### PROBLEM SET
[1] Answer these questions from the Martha Stewart commentary:
(a) Which judge called the jury to order?
(b) How much did Martha Stewart demand each year for her weekend driver?
(c) What does the commentary call the oldest public relations axiom?
[2] Go on with the Martha Stewart commentary from its last sentence, keeping its voice.

### PASSAGE
▬▬▬▬▬▬▬▬▬▬
Sent: Sunday, February 01, 2004 5:00 PM

To: Martha

Subject: Good Wishes

Dear Martha,

This was my first visit to the marthatalks website and it was very interesting. I cannot tell you how much I wish that all this passes quickly for you and the jury makes the only intelligent decision and finds you not guilty of all charges.

Sorry, Alina.

It won't matter.


Smart PR counsel would've told Martha to settle early on in the ordeal.

Whether the jury finds Martha Stewart guilty or innocent, the domestic princess already has lost severely over the past two years of agony, as her fraud and obstruction of justice trial has inched along.

Well before Judge Miriam Cedarbaum called the jury to order in February, the world's most well known salad-tosser had:

  • Forfeited the top job at the company she created, Martha Stewart Living Omnimedia, stepping down in the wake of early disruptive publicity.
  • Sacrificed close to $500,000 in stock market wealth, as her continued silence amidst non- stop accusations drove down the price of her company stock.
  • Effectively battered her reputation for perfection and purity, with charges of greed, deceit and downright malevolence.

Indeed, in the first several weeks of the page one trial, Dame Martha was revealed as a world class cheapskate, having demanded $17,000 annually for her weekend driver, as well as corporate reimbursement for everything from trips to the hairdresser to snacks and coffee (not even necessarily Starbuck's!).

And for anyone who bought into those wild tales of Martha as an, ahem, "witch" on wheels - boy, were they right. "I have never, ever been treated more rudely by a stranger on the telephone,""huffed broker's assistant Douglas Faneuil about his boss's celebrity client. "She actually hung up on me!"

Oooofa.

What makes the Martha mess even more miserable is that the whole sorry saga could have been avoided, had Martha simply listened to sound public relations advice two years ago. That advice would have counseled Martha to 1) acknowledge publicly what she had done – sold in a panic, lied to investigators, whatever 2) apologize ashamedly and volunteer to pay whatever restitution was necessary and 3) ask for understanding of her misguided actions, done in haste.

Had she listened to such sound PR counsel, Martha Stewart wouldn't have lost all she has thus far and wouldn't be facing even more onerous consequences.

Instead, Martha, as so many high profile defendants do when faced with public crisis, relied exclusively on her lawyers - rather than PR advisers -- to get her off the hot seat. Here's why that was a mistake.

YOU CAN'T POUR PERFUME ON A SKUNK.

The oldest public relations axiom is that "You can't have publicity without performance." Literally translated, that means you can't pretend it isn't so if it really is. In other words, "If you lie, you lose." Or, in other, other words, "You can't pour perfume on a skunk."

In Martha's case, her original statements about receiving no preferential information about ImClone's imminent failure were just plain bogus.
▬▬▬▬▬▬▬▬▬▬
(Photo object pointing records)
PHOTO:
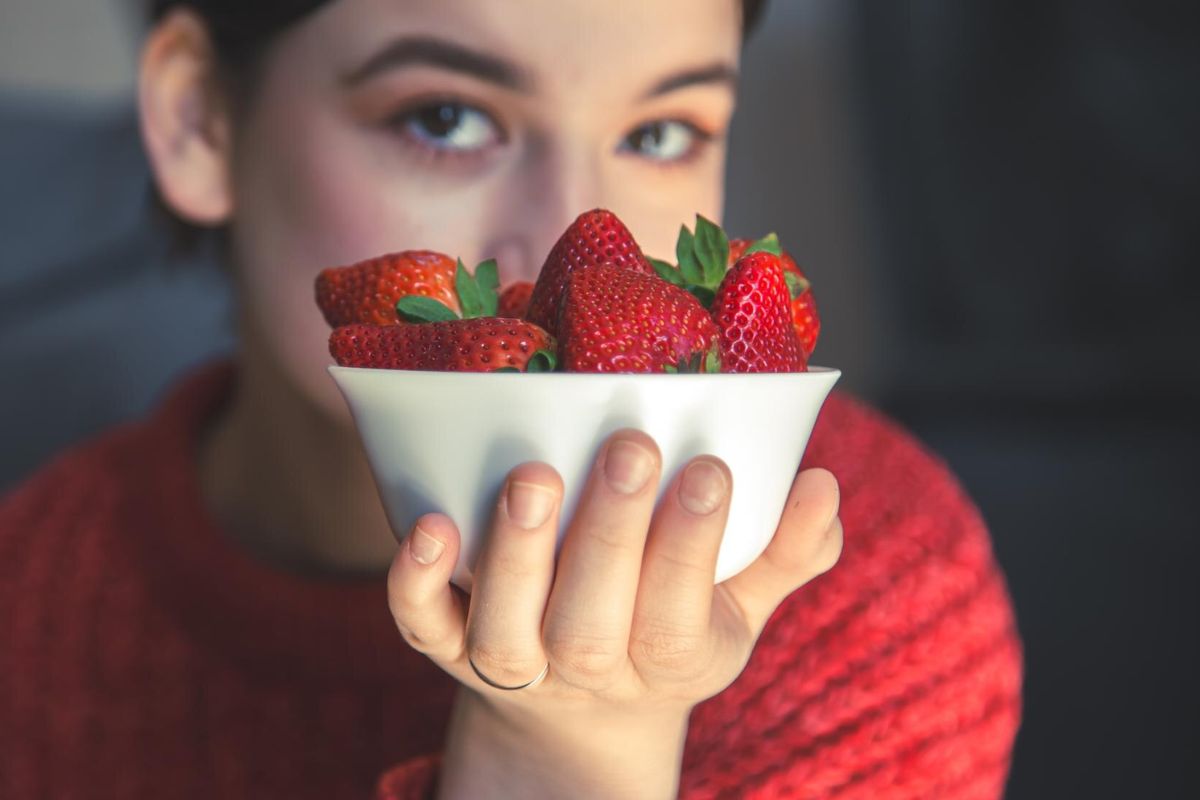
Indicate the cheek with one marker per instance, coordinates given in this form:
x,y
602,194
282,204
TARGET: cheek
x,y
659,200
305,200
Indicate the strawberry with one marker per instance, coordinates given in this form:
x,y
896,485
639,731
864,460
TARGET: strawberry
x,y
616,319
515,299
753,312
367,292
478,344
804,305
595,236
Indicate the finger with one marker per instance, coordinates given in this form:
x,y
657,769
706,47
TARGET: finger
x,y
807,543
675,595
592,603
513,577
430,614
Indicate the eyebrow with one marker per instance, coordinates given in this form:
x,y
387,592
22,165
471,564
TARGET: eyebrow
x,y
713,73
429,50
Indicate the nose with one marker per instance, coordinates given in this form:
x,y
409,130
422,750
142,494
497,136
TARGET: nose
x,y
546,191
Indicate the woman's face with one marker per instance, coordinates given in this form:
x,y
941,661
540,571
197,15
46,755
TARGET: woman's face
x,y
473,127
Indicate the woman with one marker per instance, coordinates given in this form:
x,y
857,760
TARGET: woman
x,y
202,595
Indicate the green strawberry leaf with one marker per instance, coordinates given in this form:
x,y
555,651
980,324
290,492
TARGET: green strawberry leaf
▬▬▬▬▬▬▬▬▬▬
### REPLIES
[1]
(a) Judge Miriam Cedarbaum
(b) $17,000
(c) "You can't have publicity without performance."

[2]
Testimony about frantic calls to ImClone's CEO, panicked typeovers of broker messages, and thankful asides about how nice it is to have "brokers who tell you those things" all indicate that Martha lied early and was stuck as the story snowballed. The cardinal rule in public relations is that you can never, ever lie. That would have been the first piece of advice from PR professionals, had she sought their counsel instead of that of her attorneys.

SILENCE GRANTS THE POINT.

After her initial statement, Martha Stewart, on the advice of counsel, went off the radar screen.
As charges swirled around her, the domestic goddess was nowhere to be seen. She tossed a hissy fit over a tossed salad on CBS and then went uncharacteristically mute for months.

Public relations counsel would have advised otherwise.

Martha's strength is her bearing and personality and ease with the media. She demonstrated this with stellar last-minute, pre-trial appearances with Barbara Walters and Larry King. By then, however, the damage had been done.

Lawyers counsel, often correctly, that whatever you say publicly can be held against you later on in court. So say nothing. But PR advisers know that "Silence grants the point" – that if you have no rebuttal in the face of non-stop accusations, then surely, the public assumes, you must be guilty.

Much better in the Stewart case would have been to use Martha's innate communications ability in strategic media engagements to keep her side of the story before the public.

TAKE THE HUMBLE ROAD.

Apologizing and practicing humility may, indeed, be PR 101. But such a course makes great sense when your alternative is Sing Sing.

Martha Stewart never should have agreed to go to trial. Whatever the ultimate verdict, she has been humiliated, belittled, and proven that all those nasty stories about her temper and arrogance and self-absorption were true.

PR counsel would have advised her to settle, in advance, for a fee with the Feds to avoid the ignominy. Chances are, that's precisely how the trial will come out - with Martha paying a fine for all the aggravation.


Meanwhile, the fans keep the faith vigil on the www.marthatalks.com website.

From: Bill & Mary Shelton

Sent: Monday, February 09, 2004 8:27 PM

To: Martha

Subject: Keep Your Cool

Dear Ms. Stewart,

Keep your chin up and don't buckle under to all this sorry display of national pettiness and misguided waste of time. We are truly sorry that the trial is so distracting and consuming your time and energy which could be so much better spent."

Amen brother - and sister.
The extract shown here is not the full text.